**RECORDS TO USE**
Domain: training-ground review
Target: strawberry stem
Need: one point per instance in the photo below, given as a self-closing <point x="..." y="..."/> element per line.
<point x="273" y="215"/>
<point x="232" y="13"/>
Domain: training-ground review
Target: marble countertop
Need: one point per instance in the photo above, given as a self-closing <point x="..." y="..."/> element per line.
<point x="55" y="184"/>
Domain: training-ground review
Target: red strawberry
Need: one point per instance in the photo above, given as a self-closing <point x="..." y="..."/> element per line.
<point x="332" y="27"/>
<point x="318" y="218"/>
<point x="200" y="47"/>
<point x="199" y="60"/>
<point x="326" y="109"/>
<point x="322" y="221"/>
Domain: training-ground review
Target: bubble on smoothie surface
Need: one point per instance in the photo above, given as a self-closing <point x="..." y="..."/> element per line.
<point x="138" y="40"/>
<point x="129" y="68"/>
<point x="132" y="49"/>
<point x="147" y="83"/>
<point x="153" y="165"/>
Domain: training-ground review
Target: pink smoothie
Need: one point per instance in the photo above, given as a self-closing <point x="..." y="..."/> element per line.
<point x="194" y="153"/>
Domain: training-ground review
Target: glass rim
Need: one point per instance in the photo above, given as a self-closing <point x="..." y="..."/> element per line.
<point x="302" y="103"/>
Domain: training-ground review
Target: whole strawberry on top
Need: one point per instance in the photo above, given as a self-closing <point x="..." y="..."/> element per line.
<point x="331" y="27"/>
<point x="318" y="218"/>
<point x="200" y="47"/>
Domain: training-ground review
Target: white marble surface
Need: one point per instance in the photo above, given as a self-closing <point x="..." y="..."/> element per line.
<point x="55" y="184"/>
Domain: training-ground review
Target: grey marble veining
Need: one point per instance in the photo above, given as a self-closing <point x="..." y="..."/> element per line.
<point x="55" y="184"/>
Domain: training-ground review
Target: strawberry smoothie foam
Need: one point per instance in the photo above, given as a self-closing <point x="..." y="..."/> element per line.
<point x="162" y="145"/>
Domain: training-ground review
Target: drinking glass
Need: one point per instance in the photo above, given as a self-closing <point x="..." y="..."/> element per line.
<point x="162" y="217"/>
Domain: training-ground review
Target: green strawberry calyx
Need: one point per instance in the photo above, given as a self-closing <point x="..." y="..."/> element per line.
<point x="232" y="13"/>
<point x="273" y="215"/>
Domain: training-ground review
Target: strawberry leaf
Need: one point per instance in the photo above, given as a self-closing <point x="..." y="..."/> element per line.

--

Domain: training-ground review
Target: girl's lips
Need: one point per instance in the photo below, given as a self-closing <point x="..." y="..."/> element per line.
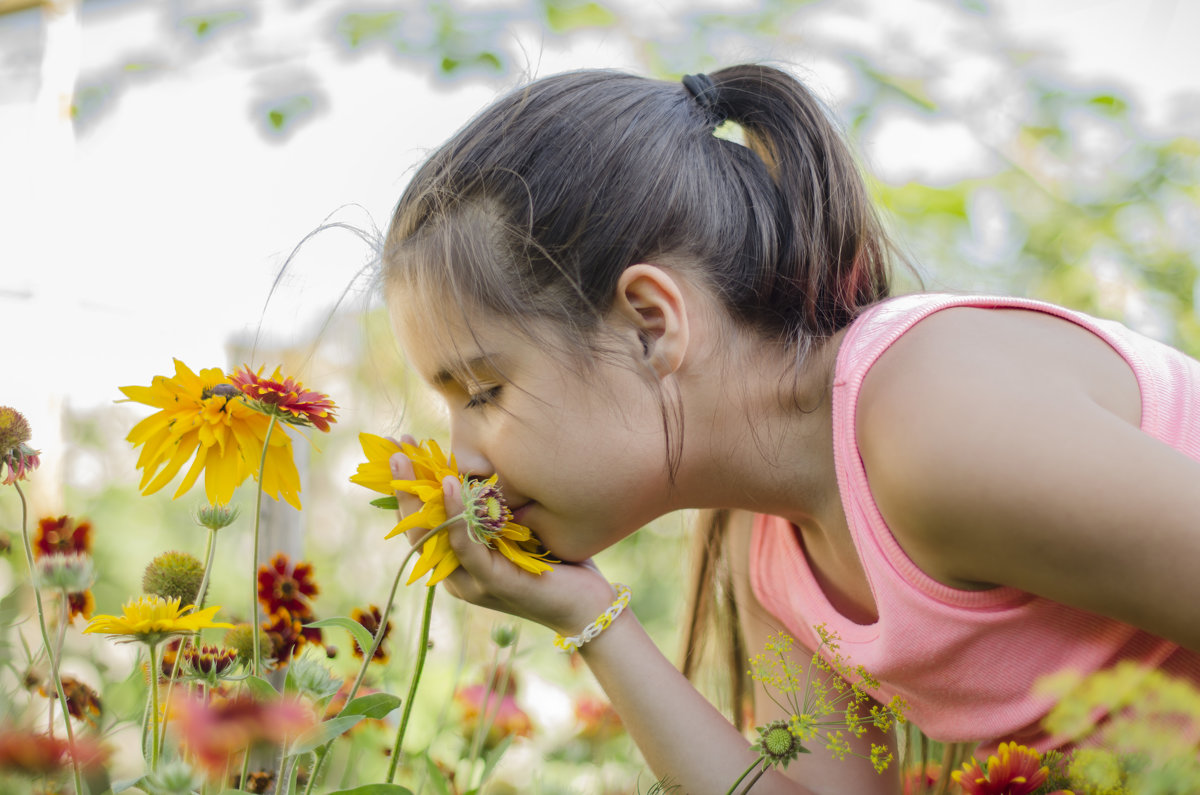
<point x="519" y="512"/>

**EXERCISE PROMPT**
If a line in the material contains "surface", show it.

**EXPECTED ANSWER**
Target: bubble on smoothie surface
Target: white marble surface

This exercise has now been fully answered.